— The task —
Give back exactly the lines that run from the line containing "Q: Point to the ear" through the end of the listing below. Leave out every other line.

— Given records —

##############################

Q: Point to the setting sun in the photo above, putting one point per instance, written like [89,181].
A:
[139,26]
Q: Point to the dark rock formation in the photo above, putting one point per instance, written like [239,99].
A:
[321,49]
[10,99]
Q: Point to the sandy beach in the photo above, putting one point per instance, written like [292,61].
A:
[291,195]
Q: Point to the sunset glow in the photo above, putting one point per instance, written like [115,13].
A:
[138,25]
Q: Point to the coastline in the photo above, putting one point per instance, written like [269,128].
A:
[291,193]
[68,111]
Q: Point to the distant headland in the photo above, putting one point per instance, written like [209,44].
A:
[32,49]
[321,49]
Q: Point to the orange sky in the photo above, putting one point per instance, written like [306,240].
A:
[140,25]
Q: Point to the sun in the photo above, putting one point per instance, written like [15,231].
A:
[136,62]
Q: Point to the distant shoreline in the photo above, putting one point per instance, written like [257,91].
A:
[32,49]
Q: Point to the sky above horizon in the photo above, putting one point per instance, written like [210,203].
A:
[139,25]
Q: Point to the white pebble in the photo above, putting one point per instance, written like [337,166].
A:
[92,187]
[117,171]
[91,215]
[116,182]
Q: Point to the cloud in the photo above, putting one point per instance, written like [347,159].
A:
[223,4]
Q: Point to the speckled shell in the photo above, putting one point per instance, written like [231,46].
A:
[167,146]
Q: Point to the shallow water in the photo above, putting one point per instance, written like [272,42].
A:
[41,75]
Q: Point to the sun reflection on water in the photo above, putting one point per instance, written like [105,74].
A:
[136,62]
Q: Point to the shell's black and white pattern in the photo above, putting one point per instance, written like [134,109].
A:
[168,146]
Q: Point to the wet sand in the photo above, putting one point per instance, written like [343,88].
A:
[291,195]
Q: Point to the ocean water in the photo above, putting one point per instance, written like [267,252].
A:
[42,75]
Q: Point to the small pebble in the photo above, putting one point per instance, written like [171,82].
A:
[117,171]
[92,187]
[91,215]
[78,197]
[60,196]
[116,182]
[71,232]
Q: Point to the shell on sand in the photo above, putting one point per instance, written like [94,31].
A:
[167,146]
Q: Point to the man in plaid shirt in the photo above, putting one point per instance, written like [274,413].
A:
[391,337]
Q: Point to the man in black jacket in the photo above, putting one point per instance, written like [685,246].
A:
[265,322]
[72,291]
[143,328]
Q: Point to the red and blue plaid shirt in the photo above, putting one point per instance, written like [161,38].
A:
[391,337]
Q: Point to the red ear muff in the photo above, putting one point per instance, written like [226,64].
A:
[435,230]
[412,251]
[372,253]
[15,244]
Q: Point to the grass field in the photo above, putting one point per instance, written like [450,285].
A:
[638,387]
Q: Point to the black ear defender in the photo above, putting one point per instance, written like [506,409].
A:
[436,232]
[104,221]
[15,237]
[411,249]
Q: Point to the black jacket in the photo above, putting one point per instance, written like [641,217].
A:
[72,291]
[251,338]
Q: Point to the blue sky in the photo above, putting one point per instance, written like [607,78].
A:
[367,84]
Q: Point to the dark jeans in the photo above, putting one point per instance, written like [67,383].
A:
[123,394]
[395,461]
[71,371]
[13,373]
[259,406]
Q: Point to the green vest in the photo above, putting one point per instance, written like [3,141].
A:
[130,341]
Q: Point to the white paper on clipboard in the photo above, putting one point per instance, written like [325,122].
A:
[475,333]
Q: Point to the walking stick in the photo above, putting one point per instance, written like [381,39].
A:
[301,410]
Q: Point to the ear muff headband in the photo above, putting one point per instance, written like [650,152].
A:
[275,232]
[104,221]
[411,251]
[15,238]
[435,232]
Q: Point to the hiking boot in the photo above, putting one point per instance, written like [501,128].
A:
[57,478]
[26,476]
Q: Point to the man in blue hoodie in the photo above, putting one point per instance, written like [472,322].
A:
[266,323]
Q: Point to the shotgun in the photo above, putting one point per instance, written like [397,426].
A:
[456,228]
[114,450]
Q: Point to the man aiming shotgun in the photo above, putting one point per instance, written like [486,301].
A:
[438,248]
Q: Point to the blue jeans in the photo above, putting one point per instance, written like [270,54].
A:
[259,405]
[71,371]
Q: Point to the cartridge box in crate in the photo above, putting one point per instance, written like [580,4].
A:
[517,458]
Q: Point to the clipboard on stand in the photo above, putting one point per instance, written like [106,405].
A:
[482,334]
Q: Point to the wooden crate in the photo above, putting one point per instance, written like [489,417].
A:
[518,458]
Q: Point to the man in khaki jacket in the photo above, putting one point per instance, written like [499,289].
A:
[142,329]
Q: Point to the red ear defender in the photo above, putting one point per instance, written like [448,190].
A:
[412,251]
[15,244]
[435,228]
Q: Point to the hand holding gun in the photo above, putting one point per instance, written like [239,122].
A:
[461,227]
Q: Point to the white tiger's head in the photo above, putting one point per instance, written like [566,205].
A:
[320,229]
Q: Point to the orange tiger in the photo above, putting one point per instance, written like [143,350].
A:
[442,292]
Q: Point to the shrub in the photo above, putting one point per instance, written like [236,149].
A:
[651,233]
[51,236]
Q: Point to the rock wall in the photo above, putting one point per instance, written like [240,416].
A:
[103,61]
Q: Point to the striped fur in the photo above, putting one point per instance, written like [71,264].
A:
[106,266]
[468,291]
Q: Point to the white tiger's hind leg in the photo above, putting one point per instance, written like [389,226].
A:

##############################

— Written reply —
Q: Point to the ear muff headband in the photo above, putting one point per instance, written like [650,152].
A:
[275,232]
[104,221]
[411,251]
[15,238]
[435,232]
Q: Point to the hiking boot in the photo above, putting one point per instance, written like [501,128].
A:
[57,478]
[26,476]
Q: Point to the man in blue hoodie in the photo above, putting one point per instance, written like [472,322].
A:
[266,323]
Q: Point to the shotgun in the photo above, putting one point per instance, written like [397,426].
A:
[456,228]
[114,450]
Q: Point to the man aiming shotgun in the photo above, putting one point per instance, written like [486,301].
A:
[438,248]
Q: Point to the blue jeans in the photo above, putting one point per instance, written like [270,54].
A:
[259,405]
[71,371]
Q: Point to the cartridge box in crate in the photo above, putting one point per instance, written like [580,4].
A:
[517,458]
Q: Point to the clipboard on stand in the photo above, putting one point per instance, written like [106,405].
A:
[482,334]
Q: Point to the wooden crate in the photo above, putting one point per instance, written like [489,417].
A:
[518,458]
Q: Point to the man in khaki jacket in the photo above, putting one point per instance, written like [499,289].
A:
[142,329]
Q: Point to the red ear defender in the photo above, putting one point per instance, written like [448,190].
A:
[412,251]
[15,244]
[435,228]
Q: Point to the hand holding gun in the photo above, putting one point per instance, written like [239,122].
A:
[461,227]
Q: Point to the white tiger's head in the photo above, putting one point per instance, written like [566,205].
A:
[320,229]
Q: Point to the orange tiger in the photo above, putting one point per instance, written like [143,350].
A:
[442,292]
Q: Point to the shrub in the photo above, putting one point per instance, written like [236,149].
A:
[651,233]
[51,236]
Q: Point to the rock wall in the photo above, putting one point per instance, written like [240,416].
A:
[103,61]
Q: Point to the striped fur in the photo above, putting one point per instance, written like [71,264].
A:
[106,266]
[468,291]
Q: Point to the white tiger's hind leg in the photo above, putting one point per instance, written like [389,226].
A:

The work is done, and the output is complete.